● Task instructions
Every line of the data needs to be returned exactly.

● Dataset

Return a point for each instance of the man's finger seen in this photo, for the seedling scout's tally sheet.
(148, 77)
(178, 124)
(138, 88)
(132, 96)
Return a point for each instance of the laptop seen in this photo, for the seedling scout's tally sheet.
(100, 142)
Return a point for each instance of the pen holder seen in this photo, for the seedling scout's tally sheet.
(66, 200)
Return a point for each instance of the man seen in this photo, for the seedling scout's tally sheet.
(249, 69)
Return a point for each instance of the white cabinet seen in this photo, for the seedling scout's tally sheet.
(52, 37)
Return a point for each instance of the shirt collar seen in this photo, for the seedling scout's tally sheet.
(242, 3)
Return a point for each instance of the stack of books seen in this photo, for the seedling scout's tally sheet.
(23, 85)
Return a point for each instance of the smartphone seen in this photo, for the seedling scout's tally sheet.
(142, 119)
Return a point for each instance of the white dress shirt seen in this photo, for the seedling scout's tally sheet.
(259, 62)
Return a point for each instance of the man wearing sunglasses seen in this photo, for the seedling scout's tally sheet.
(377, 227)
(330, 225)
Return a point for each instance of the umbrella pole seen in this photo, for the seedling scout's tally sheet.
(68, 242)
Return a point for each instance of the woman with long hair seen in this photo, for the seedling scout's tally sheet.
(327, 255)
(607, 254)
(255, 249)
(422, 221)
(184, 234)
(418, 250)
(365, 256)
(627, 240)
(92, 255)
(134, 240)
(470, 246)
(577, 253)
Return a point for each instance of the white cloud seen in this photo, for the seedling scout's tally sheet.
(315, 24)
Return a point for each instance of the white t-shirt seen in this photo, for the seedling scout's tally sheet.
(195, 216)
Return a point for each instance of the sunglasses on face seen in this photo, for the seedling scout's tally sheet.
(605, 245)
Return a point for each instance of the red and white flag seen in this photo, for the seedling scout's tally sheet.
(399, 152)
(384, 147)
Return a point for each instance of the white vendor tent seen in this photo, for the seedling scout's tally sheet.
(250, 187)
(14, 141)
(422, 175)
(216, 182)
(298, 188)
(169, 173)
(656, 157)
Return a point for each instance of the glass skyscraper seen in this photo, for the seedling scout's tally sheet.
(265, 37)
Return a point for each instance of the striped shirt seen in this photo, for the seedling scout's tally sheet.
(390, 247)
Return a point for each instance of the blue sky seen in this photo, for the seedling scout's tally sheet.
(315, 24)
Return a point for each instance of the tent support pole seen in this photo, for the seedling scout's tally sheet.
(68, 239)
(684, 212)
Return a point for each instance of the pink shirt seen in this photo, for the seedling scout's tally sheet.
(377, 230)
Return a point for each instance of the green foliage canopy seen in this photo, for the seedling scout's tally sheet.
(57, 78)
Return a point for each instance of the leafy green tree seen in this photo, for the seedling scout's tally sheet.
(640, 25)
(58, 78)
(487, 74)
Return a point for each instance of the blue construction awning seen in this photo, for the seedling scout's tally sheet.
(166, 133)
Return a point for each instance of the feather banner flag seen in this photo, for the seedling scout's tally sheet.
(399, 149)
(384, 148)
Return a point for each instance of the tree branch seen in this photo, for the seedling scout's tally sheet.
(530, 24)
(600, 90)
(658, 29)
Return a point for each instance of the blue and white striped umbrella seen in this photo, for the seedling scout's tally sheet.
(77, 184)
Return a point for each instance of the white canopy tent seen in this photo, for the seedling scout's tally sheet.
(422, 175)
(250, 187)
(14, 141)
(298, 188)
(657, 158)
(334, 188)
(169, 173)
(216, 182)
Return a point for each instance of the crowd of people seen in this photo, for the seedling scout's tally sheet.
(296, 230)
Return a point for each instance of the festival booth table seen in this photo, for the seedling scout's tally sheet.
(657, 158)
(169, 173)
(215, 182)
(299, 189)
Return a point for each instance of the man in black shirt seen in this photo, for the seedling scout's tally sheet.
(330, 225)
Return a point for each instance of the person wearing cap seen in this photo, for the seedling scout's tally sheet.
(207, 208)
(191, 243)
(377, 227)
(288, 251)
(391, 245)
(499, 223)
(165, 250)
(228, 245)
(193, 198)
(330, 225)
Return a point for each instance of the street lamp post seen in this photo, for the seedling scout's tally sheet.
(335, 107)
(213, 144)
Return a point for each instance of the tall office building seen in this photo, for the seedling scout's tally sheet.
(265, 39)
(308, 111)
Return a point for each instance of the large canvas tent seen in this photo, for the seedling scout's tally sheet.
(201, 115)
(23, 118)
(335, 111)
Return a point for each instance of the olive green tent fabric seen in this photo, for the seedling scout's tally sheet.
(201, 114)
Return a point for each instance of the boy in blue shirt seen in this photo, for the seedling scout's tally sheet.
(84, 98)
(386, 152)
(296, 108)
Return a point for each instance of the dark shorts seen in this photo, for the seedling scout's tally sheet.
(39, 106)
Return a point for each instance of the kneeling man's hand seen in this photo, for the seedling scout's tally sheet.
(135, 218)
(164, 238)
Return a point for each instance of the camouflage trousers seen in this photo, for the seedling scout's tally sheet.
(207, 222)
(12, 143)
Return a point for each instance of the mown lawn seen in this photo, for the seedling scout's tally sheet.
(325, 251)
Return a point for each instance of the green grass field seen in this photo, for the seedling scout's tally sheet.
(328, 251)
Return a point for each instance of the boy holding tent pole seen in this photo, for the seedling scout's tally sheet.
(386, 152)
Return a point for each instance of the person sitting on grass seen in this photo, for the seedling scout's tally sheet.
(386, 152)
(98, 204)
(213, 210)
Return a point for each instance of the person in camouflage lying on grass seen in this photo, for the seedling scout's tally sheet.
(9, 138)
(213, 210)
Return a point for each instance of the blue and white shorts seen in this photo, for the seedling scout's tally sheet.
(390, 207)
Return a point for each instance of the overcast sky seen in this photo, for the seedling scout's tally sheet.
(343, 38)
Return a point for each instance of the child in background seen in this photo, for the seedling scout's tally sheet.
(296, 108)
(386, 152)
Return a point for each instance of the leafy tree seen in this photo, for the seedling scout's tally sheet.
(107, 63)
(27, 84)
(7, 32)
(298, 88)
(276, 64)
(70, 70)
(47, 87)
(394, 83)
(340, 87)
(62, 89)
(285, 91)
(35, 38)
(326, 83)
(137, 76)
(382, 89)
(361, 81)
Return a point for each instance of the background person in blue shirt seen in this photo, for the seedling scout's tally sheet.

● Answer to the exercise
Return a point for each instance of the man's finger seen in this photo, for the seedling scout's tally sheet.
(148, 77)
(178, 124)
(138, 88)
(132, 96)
Return a point for each instance of the laptop seen in this photo, for the seedling scout's tally sheet.
(100, 142)
Return a point for each instance of the pen holder seen in this photo, for the seedling scout's tally sheet.
(66, 200)
Return a point for each instance of the man seen in this photo, for the seedling scout's tally sheet.
(249, 69)
Return a point for each instance of the white cabinet seen in this photo, for the seedling scout's tally sheet.
(52, 37)
Return a point for each instance of the shirt collar seen in this photo, for the seedling scout's tally sheet.
(242, 3)
Return a point for each instance of the stack of books seen in this photo, for the seedling scout's tally sheet.
(23, 85)
Return a point for each instance of the smartphone seen in this photo, for the seedling scout's tally sheet.
(142, 119)
Return a point for each instance of the white dress shirt seen in this photo, for the seedling scout's tally sheet.
(259, 62)
Return a point for each instance of the man wearing sunglasses seen in this photo, for the seedling scout's tally sheet.
(377, 227)
(330, 225)
Return a point for each instance of the umbrella pole seen in this photo, for the seedling scout's tally sheet.
(68, 242)
Return a point for each instance of the woman with long hair seen in this photo, for the seedling scout's tally sheet.
(327, 255)
(607, 254)
(255, 249)
(422, 221)
(184, 234)
(418, 250)
(365, 256)
(627, 240)
(92, 255)
(134, 240)
(470, 246)
(577, 253)
Return a point for each instance of the white cloud seen in this photo, for the seedling scout's tally sheet.
(315, 24)
Return a point for each instance of the white t-shirt seen in this photo, for the seedling scout's tally sheet.
(195, 216)
Return a point for each instance of the sunglasses on face seen in this photo, for the seedling scout's tally sheet.
(605, 245)
Return a point for each instance of the red and white flag seen in this photo, for the seedling scout's tally sheet.
(399, 152)
(384, 147)
Return a point for each instance of the white vendor tent seen in this photo, for the seedling scout's tally sheet.
(250, 187)
(14, 141)
(422, 175)
(216, 182)
(298, 188)
(169, 173)
(656, 157)
Return a point for each instance of the glass skyscraper seen in this photo, for the seedling scout's tally sheet.
(265, 37)
Return a point for each instance of the striped shirt seen in this photo, for the seedling scout's tally sheet.
(390, 247)
Return a point for each instance of the blue sky seen in this photo, for the seedling scout's tally sheet.
(315, 24)
Return a point for each instance of the tent support pole seen in this photo, for the seedling scout's tally sheet.
(68, 239)
(684, 212)
Return a point for each instance of the pink shirt seen in this photo, for the seedling scout's tally sheet.
(377, 230)
Return a point for each instance of the green foliage canopy seen in this photo, for the seedling scout's tally sheet.
(57, 78)
Return a point for each instance of the leafy green tree seen in this photo, for the seedling scout's tally sheet.
(640, 25)
(58, 78)
(487, 74)
Return a point for each instance of the blue construction awning seen in this photo, for the seedling scout's tally sheet.
(166, 133)
Return a point for each instance of the feather banner flag seen in this photo, for the seedling scout's tally sheet.
(399, 149)
(384, 148)
Return a point for each instance of the tree branch seen in this photo, for the seedling scout's tally sheet.
(530, 24)
(600, 90)
(658, 29)
Return a point for each instance of the blue and white striped umbrella seen in this photo, for the seedling scout's tally sheet.
(77, 184)
Return a point for each instance of the white canopy tent seen in this photo, for the seedling scout's tally sheet.
(422, 175)
(250, 187)
(14, 141)
(298, 188)
(657, 158)
(334, 188)
(169, 173)
(216, 182)
Return a point for each instance of the crowd of people seen in this photo, for the seedling scout's tally sheet.
(296, 230)
Return a point for each instance of the festival booth table seen in this photo, for the seedling scout's tally sheet.
(657, 158)
(169, 173)
(215, 182)
(299, 189)
Return a point for each instance of the man in black shirt seen in this photo, for the seedling scout's tally sheet.
(330, 225)
Return a point for each instance of the person wearing cap seen in this photo, for the seedling scout's tally sheet.
(207, 208)
(191, 243)
(377, 227)
(288, 251)
(391, 245)
(499, 223)
(165, 250)
(228, 245)
(193, 198)
(330, 225)
Return a point for each instance of the street lamp post seen in this photo, for the seedling scout's tally sheet.
(335, 107)
(213, 144)
Return a point for each instance of the tall office building seen in this photo, for the seedling scout's tally sheet.
(265, 39)
(308, 111)
Return a point for each instance of the large canvas tent seen in this photo, for the seedling scout's tally sheet.
(201, 115)
(23, 118)
(335, 111)
Return a point for each instance of the olive green tent fabric seen in this photo, for the seedling scout's tally sheet.
(201, 114)
Return a point for each instance of the boy in blue shirt seen in this photo, for the seedling scout's tally sheet.
(84, 98)
(386, 152)
(296, 108)
Return a point for each instance of the dark shorts seen in this photo, for the seedling scout's tally sheet.
(39, 106)
Return a point for each instance of the kneeling man's hand seen in this photo, for the seedling scout's tally sheet.
(135, 218)
(164, 238)
Return a point for each instance of the camouflage trousers seen in this photo, for the seedling scout's tally sheet.
(207, 222)
(12, 143)
Return a point for each instance of the mown lawn seen in this photo, for the seedling scout's tally sheet.
(325, 251)
Return a point for each instance of the green grass field seen in this photo, for the seedling scout's tally sheet.
(328, 251)
Return a point for each instance of the boy holding tent pole seen in this photo, for the seedling scout's tally sheet.
(386, 152)
Return a point for each instance of the person sitting on grass seen in this photo, for the seedling scout's tally sheet.
(386, 152)
(98, 204)
(213, 210)
Return a point for each instance of the person in camouflage lying on grass seen in this photo, for the seedling scout's tally sheet.
(9, 138)
(213, 210)
Return a point for each instance of the blue and white shorts seen in this photo, for the seedling scout's tally sheet.
(390, 207)
Return a point for each instance of the overcast sky seen in this photo, for the seedling scout's tally sheet.
(343, 38)
Return a point for each instance of the child in background seen in this photo, for the seedling scout's tally sheet.
(296, 108)
(386, 152)
Return a point for each instance of the leafy tree seen in this photo, for the seedling scout's tally sheet.
(107, 63)
(27, 84)
(7, 32)
(298, 88)
(276, 64)
(70, 70)
(47, 87)
(394, 83)
(340, 87)
(62, 89)
(285, 91)
(35, 38)
(326, 83)
(137, 76)
(382, 89)
(361, 81)
Return a point for each instance of the background person in blue shirt seen in this photo, for the seedling scout's tally sheet.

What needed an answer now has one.